ENTRIES SUPPLIED
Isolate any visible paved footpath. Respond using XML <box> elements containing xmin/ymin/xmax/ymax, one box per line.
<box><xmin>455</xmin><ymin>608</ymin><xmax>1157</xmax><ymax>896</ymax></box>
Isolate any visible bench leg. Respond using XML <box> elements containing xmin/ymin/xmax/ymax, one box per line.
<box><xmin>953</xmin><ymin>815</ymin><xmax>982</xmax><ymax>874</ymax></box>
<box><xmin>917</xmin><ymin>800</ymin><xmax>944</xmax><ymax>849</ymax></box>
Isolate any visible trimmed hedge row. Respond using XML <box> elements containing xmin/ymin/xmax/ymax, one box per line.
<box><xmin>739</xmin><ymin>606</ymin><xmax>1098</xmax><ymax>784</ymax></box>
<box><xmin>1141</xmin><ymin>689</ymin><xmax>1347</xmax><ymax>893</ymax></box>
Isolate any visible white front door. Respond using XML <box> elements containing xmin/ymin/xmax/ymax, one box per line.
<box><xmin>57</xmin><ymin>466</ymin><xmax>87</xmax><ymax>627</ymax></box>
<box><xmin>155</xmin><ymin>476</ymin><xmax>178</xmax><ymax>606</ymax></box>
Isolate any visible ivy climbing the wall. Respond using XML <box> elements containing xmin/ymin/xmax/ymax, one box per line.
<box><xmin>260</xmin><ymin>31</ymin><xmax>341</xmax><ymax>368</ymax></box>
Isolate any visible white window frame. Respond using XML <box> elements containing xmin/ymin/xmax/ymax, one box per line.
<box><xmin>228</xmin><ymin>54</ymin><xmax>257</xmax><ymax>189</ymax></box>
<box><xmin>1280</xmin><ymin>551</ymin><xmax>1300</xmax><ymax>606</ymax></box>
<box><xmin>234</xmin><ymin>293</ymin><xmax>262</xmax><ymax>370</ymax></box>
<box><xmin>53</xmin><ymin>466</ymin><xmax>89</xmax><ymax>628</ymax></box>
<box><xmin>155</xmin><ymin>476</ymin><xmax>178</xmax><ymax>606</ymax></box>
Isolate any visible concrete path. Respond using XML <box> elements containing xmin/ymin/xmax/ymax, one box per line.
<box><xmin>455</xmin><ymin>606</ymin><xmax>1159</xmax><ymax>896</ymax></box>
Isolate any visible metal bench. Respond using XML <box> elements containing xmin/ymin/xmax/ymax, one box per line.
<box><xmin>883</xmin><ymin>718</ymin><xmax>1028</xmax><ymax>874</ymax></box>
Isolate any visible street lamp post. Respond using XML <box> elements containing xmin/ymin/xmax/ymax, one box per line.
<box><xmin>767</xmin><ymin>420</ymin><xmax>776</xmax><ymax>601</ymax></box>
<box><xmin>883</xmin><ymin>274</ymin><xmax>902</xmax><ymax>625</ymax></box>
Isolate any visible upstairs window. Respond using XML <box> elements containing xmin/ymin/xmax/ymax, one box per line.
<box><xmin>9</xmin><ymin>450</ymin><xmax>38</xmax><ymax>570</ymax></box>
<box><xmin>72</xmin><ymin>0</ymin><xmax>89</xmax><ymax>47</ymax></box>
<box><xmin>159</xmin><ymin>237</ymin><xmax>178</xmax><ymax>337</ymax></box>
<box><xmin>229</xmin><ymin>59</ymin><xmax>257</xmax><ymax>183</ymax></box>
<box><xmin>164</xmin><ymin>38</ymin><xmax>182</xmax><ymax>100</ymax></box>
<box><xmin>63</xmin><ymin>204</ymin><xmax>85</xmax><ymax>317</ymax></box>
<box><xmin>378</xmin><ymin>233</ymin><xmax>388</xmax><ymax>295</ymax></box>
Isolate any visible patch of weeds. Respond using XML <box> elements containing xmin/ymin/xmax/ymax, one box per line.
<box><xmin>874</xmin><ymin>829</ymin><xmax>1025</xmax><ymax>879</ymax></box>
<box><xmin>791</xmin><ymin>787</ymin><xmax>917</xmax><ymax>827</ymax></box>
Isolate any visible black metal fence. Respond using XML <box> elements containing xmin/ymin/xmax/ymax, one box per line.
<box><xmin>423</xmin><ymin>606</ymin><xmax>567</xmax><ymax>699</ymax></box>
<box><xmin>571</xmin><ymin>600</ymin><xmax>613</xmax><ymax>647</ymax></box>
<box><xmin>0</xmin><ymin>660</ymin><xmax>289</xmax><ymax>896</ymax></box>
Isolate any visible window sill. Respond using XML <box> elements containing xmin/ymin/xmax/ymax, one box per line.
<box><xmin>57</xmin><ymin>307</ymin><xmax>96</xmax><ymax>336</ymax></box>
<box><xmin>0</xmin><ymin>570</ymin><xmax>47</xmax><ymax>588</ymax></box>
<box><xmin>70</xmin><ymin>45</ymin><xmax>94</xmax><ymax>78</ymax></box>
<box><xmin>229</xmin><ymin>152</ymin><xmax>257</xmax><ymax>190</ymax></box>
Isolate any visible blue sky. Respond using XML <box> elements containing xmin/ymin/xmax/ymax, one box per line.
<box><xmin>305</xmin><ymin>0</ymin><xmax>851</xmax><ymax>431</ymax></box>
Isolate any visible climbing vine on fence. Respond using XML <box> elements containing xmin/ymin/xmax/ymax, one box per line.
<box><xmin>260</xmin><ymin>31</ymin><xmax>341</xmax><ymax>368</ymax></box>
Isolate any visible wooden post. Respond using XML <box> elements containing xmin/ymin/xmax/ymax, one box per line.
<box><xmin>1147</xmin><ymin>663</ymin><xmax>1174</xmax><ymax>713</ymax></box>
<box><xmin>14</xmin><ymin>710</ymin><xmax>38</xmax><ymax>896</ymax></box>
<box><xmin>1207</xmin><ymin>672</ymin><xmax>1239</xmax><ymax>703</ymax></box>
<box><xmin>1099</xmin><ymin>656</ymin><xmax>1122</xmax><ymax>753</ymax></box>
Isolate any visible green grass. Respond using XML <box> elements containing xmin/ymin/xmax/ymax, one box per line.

PROBLEM DETAILS
Please repeat all of the rows above, changing "Isolate" to "Outline" wherever it appears and leaving everything else the same.

COMPLETED EXERCISE
Outline any visible paved footpath. Respond using XML <box> elements containing xmin/ymin/xmax/ymax, one box per line.
<box><xmin>455</xmin><ymin>608</ymin><xmax>1157</xmax><ymax>896</ymax></box>
Outline any visible bench leg. Respond using XML <box> elements containing xmin/ymin/xmax/ymax, one box per line.
<box><xmin>953</xmin><ymin>815</ymin><xmax>982</xmax><ymax>874</ymax></box>
<box><xmin>917</xmin><ymin>800</ymin><xmax>944</xmax><ymax>849</ymax></box>
Outline any visible trimmed hedge row. Respond using XML <box> elements containing xmin/ymin/xmax/ymax, one box per line.
<box><xmin>739</xmin><ymin>606</ymin><xmax>1098</xmax><ymax>784</ymax></box>
<box><xmin>1141</xmin><ymin>689</ymin><xmax>1347</xmax><ymax>893</ymax></box>
Outline any visible white front door. Respond using XML <box> elements containing xmin/ymin/xmax/ymax, one box per line.
<box><xmin>57</xmin><ymin>466</ymin><xmax>87</xmax><ymax>627</ymax></box>
<box><xmin>155</xmin><ymin>476</ymin><xmax>178</xmax><ymax>606</ymax></box>
Outline any visible ivy climbing the wall. Respond using XML <box> elements containing xmin/ymin/xmax/ymax, one box per line.
<box><xmin>260</xmin><ymin>31</ymin><xmax>341</xmax><ymax>368</ymax></box>
Outline any visible white window frame. Respond using XML <box> elements containing xmin/ymin/xmax/ymax, one box per line.
<box><xmin>228</xmin><ymin>54</ymin><xmax>257</xmax><ymax>189</ymax></box>
<box><xmin>1280</xmin><ymin>551</ymin><xmax>1300</xmax><ymax>606</ymax></box>
<box><xmin>234</xmin><ymin>293</ymin><xmax>262</xmax><ymax>370</ymax></box>
<box><xmin>53</xmin><ymin>466</ymin><xmax>89</xmax><ymax>628</ymax></box>
<box><xmin>155</xmin><ymin>476</ymin><xmax>178</xmax><ymax>606</ymax></box>
Outline any visible concrete path. Respond using XML <box> elements containing xmin/ymin/xmax/ymax, one box per line.
<box><xmin>455</xmin><ymin>606</ymin><xmax>1159</xmax><ymax>896</ymax></box>
Outline any visible metal bench. Respond using XML <box> elements containing xmin/ymin/xmax/ymax, one box per line.
<box><xmin>883</xmin><ymin>718</ymin><xmax>1028</xmax><ymax>874</ymax></box>
Outline any visible street lamp post. Respond using XML <box> elements containing xmin/ymin/xmax/ymax, one box per line.
<box><xmin>767</xmin><ymin>420</ymin><xmax>776</xmax><ymax>601</ymax></box>
<box><xmin>883</xmin><ymin>274</ymin><xmax>902</xmax><ymax>625</ymax></box>
Outline any visible upstairs window. Respond using XML <box> elements containing xmin/ymin/xmax/ymax, one box per line.
<box><xmin>9</xmin><ymin>450</ymin><xmax>38</xmax><ymax>570</ymax></box>
<box><xmin>72</xmin><ymin>0</ymin><xmax>89</xmax><ymax>47</ymax></box>
<box><xmin>159</xmin><ymin>237</ymin><xmax>178</xmax><ymax>337</ymax></box>
<box><xmin>229</xmin><ymin>59</ymin><xmax>257</xmax><ymax>183</ymax></box>
<box><xmin>164</xmin><ymin>38</ymin><xmax>182</xmax><ymax>100</ymax></box>
<box><xmin>63</xmin><ymin>204</ymin><xmax>85</xmax><ymax>317</ymax></box>
<box><xmin>378</xmin><ymin>233</ymin><xmax>388</xmax><ymax>295</ymax></box>
Outline any visible patch of weeds. Respond using XML <box> elements containing xmin/ymin/xmax/ymax, one box per line.
<box><xmin>874</xmin><ymin>829</ymin><xmax>1025</xmax><ymax>879</ymax></box>
<box><xmin>791</xmin><ymin>787</ymin><xmax>917</xmax><ymax>827</ymax></box>
Outline any visible black metal fence. Respond using XML <box> elements containing xmin/ymin/xmax/ymax, one box per line.
<box><xmin>423</xmin><ymin>606</ymin><xmax>567</xmax><ymax>699</ymax></box>
<box><xmin>571</xmin><ymin>600</ymin><xmax>613</xmax><ymax>647</ymax></box>
<box><xmin>0</xmin><ymin>660</ymin><xmax>289</xmax><ymax>896</ymax></box>
Outline any visible window sill. Respond using XML <box> elements containing xmin/ymin/xmax/ymax, one box per line.
<box><xmin>57</xmin><ymin>307</ymin><xmax>96</xmax><ymax>336</ymax></box>
<box><xmin>0</xmin><ymin>570</ymin><xmax>47</xmax><ymax>588</ymax></box>
<box><xmin>70</xmin><ymin>45</ymin><xmax>94</xmax><ymax>78</ymax></box>
<box><xmin>229</xmin><ymin>152</ymin><xmax>257</xmax><ymax>190</ymax></box>
Outline any visible blue sky. Respond using XML <box> elements containing xmin/ymin/xmax/ymax, one box per line.
<box><xmin>305</xmin><ymin>0</ymin><xmax>851</xmax><ymax>431</ymax></box>
Outline any visible climbing vine on fence. Respond using XML <box> elements containing xmin/ymin/xmax/ymax, one box per line.
<box><xmin>260</xmin><ymin>31</ymin><xmax>341</xmax><ymax>368</ymax></box>
Outline any visible wooden post. Respond using XML <box> elements containing xmin/ymin/xmax/ymax, one box per line.
<box><xmin>1147</xmin><ymin>663</ymin><xmax>1174</xmax><ymax>713</ymax></box>
<box><xmin>14</xmin><ymin>710</ymin><xmax>38</xmax><ymax>896</ymax></box>
<box><xmin>1207</xmin><ymin>672</ymin><xmax>1239</xmax><ymax>703</ymax></box>
<box><xmin>1099</xmin><ymin>656</ymin><xmax>1122</xmax><ymax>753</ymax></box>
Outline any visible green grass. Respond using XML <box> elements containing xmin/ymin/xmax/ymax, one box per line.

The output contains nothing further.